→ **TASK PROMPT**
Starting at the line with "If you could place a marker on the trouser", copy each line through the last one below exactly as written, without any pictures.

(Lines of data)
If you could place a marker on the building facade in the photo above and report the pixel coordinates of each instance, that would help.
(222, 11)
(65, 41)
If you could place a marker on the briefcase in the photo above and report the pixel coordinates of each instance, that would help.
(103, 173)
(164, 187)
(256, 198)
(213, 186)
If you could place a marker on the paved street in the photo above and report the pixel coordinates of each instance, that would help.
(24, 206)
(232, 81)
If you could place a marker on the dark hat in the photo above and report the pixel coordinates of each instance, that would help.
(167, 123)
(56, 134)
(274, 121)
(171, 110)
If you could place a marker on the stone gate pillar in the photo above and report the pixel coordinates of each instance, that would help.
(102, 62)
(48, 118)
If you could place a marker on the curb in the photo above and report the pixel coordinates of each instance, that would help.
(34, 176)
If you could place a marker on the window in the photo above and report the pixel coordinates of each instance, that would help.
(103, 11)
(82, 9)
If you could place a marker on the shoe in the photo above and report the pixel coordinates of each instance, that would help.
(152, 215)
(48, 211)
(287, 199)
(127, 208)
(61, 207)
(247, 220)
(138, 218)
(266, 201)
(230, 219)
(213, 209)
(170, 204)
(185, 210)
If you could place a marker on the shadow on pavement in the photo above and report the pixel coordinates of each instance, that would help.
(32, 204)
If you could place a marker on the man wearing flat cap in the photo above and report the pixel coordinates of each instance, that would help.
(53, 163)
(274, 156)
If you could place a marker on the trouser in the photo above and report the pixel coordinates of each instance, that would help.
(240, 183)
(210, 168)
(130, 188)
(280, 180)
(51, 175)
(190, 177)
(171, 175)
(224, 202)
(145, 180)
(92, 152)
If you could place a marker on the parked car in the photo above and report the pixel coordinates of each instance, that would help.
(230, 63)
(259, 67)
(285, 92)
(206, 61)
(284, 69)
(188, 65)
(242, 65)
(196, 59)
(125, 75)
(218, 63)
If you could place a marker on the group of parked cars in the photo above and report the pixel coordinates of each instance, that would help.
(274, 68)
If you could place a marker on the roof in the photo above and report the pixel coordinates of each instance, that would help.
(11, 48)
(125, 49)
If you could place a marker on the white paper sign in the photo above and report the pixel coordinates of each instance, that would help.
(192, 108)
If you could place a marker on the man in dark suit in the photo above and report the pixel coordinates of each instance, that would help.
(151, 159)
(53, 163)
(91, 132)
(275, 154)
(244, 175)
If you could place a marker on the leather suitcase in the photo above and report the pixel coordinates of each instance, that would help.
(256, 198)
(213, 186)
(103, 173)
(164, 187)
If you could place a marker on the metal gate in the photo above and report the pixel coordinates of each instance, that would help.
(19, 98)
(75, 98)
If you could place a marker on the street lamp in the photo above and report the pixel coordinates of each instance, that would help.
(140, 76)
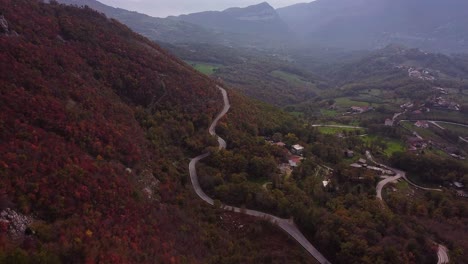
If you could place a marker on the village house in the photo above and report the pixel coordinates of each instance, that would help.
(349, 153)
(422, 124)
(360, 109)
(297, 149)
(280, 144)
(407, 105)
(294, 161)
(416, 143)
(458, 185)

→ **FINISHED TASK**
If you could place a marker on the trouser in the photo above and report the pixel coordinates of each instance, that would help.
(240, 183)
(210, 168)
(130, 188)
(280, 180)
(51, 175)
(190, 177)
(171, 175)
(224, 202)
(145, 180)
(92, 152)
If you could place a marker on the parked car in the photo above and report the pixel coordinates of each instance, that would help.
(230, 63)
(259, 67)
(285, 92)
(206, 61)
(284, 69)
(188, 65)
(242, 65)
(196, 59)
(125, 75)
(218, 63)
If you could place a marker on the group of parked cars in the photo above and report the pixel coordinates of each instance, that would help.
(274, 68)
If you could place a marker on the roof in the photo above and report the pixel coordinates of each instance, that would help.
(11, 48)
(125, 49)
If you could place a marker on the white paper sign in the photo above and report the pixel coordinates of each instance, that would help.
(192, 108)
If you could place a marker on the man in dark suit in the photo above and report the pixel coordinates of each instance, that would help.
(151, 159)
(53, 163)
(91, 132)
(275, 154)
(244, 175)
If you could place a marker on the leather suitcase in the photo above and report the pixel coordinates of each instance, that would help.
(256, 198)
(213, 186)
(103, 173)
(164, 187)
If you could place a marker on the metal gate in the photo above and report the pixel coordinates of each instance, that would help.
(19, 98)
(75, 98)
If you could place a marker on the street lamp in the photo above and report the pixel coordinates of each instance, that would help.
(140, 76)
If you could place a marker on the village house in the photo above and report the pixel coordinates of each instance, that would help.
(349, 153)
(422, 124)
(360, 109)
(297, 149)
(280, 144)
(407, 105)
(294, 161)
(416, 143)
(458, 185)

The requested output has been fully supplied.